▸ **Problem to solve**: Each line of the material below is to be given again exactly.
'''
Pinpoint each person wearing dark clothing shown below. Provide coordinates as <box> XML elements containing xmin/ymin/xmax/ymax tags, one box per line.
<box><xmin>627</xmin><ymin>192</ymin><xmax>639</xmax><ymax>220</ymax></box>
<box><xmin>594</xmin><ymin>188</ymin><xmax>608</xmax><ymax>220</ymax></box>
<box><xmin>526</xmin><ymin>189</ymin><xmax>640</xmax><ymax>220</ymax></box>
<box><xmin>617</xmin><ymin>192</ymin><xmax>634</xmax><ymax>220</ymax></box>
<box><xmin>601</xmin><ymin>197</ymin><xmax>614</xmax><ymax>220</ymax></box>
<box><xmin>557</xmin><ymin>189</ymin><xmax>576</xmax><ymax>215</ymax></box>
'''
▸ **Expected answer**:
Pinpoint each person wearing dark clothing shown below. Provide coordinates as <box> XML elements containing xmin/ymin/xmax/ymax tags, one box per line.
<box><xmin>627</xmin><ymin>192</ymin><xmax>639</xmax><ymax>220</ymax></box>
<box><xmin>594</xmin><ymin>188</ymin><xmax>608</xmax><ymax>220</ymax></box>
<box><xmin>526</xmin><ymin>189</ymin><xmax>640</xmax><ymax>220</ymax></box>
<box><xmin>617</xmin><ymin>192</ymin><xmax>634</xmax><ymax>220</ymax></box>
<box><xmin>601</xmin><ymin>197</ymin><xmax>614</xmax><ymax>220</ymax></box>
<box><xmin>557</xmin><ymin>189</ymin><xmax>576</xmax><ymax>215</ymax></box>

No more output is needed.